## Requirement:
Whenever a line of the entries below holds the string "like", copy that line and return it.

*** Opening Raw data ***

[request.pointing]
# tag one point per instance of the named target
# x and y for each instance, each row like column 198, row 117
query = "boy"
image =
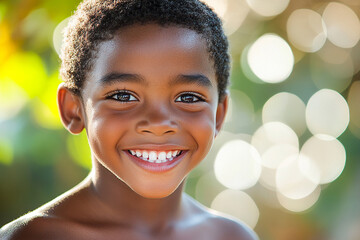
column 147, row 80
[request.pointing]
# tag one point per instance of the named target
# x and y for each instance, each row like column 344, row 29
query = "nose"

*** Closing Raw data ***
*** Opening Raw data ***

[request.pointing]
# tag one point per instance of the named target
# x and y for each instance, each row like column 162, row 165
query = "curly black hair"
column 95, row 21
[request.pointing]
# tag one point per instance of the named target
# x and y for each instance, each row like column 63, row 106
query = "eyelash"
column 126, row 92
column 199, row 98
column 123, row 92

*** Closing Raw data ***

## Solved problem:
# x and y for each instance, each row like column 198, row 117
# x and y for each instance, each row like column 344, row 29
# x and y for each instance, each row like column 162, row 165
# x and y for each instance, each row like column 63, row 106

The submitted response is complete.